● Instructions for the task: Continue the passage on why large models fall short of truly creative scientific work, starting right after its last line.

● Document segment:
Some may ask: since large models can solve IMO-level math problems, why do they still have limitations in this area? In tasks like mathematics and code, the goal often belongs to "interpolation" problems, rather than true "extrapolation." These types of problems align naturally with the modeling assumptions of large models, so progress is predictable and manageable—even for problems as difficult as those in the IMO, as long as the probability of sampling the correct path in each step is not low, the overall search space remains manageable. For example, in solving this year’s IMO problems, Gemini and GPT found the correct approach within 10 iterations for the first five problems, while human participants may not be able to conduct such a broad search. However, truly insightful geniuses do not think through exhaustive search and sampling. From a principle standpoint, current pre-trained models can only best fit the known data distribution, while post-training (such as RLHF and various PO methods) introduces preference modeling and state-space search, providing initial task adaptation capabilities. However, real scientific construction paths are often extremely sparse in the training corpus. In other words, the training distribution may contain necessary fragmentary knowledge, but almost no complete combinations. Regardless of the optimization strategy used, the premise is that the system must be able to sample the key paths. Therefore, to break through the creative boundaries, we still need:

Task construction: Propose theoretical construction tasks with high structural sparsity but verifiable outcomes.

● Provided data:
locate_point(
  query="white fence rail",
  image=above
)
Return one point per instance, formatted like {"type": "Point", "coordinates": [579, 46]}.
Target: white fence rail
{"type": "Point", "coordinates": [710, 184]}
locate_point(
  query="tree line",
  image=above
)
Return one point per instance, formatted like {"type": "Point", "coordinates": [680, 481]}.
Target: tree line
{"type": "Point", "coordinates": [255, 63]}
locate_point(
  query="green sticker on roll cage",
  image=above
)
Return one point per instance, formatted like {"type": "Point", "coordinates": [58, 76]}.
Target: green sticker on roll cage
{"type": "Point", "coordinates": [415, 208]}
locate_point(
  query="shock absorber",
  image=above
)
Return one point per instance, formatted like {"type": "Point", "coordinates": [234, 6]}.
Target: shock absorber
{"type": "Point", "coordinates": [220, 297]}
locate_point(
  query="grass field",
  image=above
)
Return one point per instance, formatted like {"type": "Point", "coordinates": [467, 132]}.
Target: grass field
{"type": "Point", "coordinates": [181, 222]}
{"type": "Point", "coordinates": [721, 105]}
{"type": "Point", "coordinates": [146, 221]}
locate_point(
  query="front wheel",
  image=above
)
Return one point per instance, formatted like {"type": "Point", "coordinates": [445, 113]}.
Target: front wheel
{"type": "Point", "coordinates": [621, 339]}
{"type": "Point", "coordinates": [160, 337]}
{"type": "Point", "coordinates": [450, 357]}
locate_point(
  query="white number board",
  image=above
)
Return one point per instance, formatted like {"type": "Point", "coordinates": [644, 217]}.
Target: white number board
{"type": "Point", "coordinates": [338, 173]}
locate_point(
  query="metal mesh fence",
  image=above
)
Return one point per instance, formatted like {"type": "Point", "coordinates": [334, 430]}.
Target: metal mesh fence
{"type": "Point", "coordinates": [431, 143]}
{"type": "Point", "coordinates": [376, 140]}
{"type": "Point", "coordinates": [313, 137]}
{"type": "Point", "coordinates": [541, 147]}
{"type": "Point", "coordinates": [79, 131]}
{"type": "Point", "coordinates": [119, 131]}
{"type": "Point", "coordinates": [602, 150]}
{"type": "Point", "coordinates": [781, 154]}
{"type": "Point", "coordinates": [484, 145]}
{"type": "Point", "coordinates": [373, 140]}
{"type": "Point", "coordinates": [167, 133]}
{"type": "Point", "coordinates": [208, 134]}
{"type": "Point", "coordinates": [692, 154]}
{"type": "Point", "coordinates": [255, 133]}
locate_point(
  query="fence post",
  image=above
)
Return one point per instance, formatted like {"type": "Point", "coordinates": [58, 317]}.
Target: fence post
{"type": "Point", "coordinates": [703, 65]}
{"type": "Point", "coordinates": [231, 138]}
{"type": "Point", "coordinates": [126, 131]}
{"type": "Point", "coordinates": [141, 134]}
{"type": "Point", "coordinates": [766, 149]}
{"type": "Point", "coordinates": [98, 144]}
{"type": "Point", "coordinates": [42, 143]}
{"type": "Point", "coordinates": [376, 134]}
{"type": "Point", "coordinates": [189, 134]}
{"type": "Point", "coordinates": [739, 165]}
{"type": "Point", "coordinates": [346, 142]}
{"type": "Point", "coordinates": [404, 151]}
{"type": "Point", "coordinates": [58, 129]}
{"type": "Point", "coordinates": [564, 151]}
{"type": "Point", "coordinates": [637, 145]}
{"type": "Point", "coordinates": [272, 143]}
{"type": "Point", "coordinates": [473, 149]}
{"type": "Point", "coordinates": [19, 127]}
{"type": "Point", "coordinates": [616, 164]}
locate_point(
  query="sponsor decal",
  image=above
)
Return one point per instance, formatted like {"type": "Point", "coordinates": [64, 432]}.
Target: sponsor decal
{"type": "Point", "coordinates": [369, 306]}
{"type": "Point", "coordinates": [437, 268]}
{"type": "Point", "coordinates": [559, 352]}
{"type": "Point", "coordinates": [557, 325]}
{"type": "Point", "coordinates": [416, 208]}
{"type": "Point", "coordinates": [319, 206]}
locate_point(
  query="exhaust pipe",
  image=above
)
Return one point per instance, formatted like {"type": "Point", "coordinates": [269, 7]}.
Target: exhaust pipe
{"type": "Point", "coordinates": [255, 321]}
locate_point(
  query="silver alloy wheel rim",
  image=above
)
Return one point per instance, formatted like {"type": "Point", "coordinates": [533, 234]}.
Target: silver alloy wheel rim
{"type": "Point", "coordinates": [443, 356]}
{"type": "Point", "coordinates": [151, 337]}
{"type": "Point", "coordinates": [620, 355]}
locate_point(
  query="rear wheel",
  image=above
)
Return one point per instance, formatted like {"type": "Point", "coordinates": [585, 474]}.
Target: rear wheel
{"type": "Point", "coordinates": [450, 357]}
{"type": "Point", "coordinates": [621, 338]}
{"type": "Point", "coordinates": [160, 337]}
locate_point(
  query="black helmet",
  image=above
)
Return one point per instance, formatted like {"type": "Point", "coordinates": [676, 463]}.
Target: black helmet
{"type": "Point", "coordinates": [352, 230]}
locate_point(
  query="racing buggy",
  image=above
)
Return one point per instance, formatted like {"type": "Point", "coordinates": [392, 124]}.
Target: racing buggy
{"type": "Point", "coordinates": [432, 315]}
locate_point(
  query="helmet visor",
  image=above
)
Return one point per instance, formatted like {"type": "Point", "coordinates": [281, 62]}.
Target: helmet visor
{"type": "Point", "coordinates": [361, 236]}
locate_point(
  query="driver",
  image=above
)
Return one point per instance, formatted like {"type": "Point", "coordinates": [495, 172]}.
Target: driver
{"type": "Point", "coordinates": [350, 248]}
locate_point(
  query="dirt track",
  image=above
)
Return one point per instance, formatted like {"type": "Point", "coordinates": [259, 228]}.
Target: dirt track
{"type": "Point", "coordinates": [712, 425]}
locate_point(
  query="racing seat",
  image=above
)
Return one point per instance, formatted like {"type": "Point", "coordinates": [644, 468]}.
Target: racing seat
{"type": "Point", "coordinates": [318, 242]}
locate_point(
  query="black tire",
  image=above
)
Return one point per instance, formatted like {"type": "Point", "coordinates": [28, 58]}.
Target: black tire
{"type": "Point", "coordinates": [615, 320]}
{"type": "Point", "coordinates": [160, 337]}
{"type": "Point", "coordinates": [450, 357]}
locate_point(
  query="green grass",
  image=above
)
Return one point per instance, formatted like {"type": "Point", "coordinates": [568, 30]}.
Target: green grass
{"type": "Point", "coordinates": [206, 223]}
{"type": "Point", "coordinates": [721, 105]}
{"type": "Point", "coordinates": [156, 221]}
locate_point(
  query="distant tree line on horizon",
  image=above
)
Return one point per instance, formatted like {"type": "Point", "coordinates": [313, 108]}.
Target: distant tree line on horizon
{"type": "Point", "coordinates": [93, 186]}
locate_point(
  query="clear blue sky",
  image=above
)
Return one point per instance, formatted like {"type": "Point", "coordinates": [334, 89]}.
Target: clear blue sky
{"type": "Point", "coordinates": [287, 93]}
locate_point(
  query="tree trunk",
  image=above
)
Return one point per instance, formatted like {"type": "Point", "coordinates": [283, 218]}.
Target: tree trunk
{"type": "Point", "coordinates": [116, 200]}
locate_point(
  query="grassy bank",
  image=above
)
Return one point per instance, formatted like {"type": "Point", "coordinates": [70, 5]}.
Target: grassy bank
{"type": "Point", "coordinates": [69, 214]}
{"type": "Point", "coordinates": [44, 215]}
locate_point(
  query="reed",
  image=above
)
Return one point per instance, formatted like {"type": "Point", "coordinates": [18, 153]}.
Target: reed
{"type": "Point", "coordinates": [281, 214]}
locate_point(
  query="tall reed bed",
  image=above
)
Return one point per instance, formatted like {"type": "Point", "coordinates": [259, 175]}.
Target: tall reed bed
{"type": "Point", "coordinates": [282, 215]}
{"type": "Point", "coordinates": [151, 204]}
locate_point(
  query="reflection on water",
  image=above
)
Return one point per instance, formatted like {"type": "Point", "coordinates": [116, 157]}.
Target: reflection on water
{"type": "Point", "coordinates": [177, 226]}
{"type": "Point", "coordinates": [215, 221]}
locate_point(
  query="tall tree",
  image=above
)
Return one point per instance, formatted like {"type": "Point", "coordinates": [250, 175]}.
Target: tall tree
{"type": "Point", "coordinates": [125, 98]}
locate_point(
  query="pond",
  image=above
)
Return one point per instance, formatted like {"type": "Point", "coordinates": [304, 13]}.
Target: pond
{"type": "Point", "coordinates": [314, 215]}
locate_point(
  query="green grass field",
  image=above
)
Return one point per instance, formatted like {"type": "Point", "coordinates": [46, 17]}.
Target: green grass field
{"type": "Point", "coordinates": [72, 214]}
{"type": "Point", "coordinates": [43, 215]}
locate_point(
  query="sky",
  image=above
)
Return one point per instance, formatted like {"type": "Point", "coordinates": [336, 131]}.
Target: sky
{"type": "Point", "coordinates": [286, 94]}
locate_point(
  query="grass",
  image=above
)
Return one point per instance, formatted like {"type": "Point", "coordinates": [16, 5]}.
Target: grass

● Expected answer:
Sample strategy: Build a controllable sample→validation→reward loop.
Preference resetting: Change the sampling preferences through post-training to reinforce low-frequency, high-value combinations.

We can advance related research from the following aspects:

Systematically summarize human scientific research and objective comparisons of scientific research to create paradigms for large-scale training and learning.
Build controlled sample spaces and knowledge-masking experiments to make evaluations of innovation possible, rather than just interpolation.
Construct a theoretical reconstruction benchmark to test the large model’s ability to simulate and reconstruct key scientific paths.
Promote the systematic training of creative sample generation mechanisms, so that models transition from generating plausible text to exploring new combinations with potential scientific value.
Provide theoretical support and technical pathways for the "endogenous scientific mechanism module" in AGI architectures.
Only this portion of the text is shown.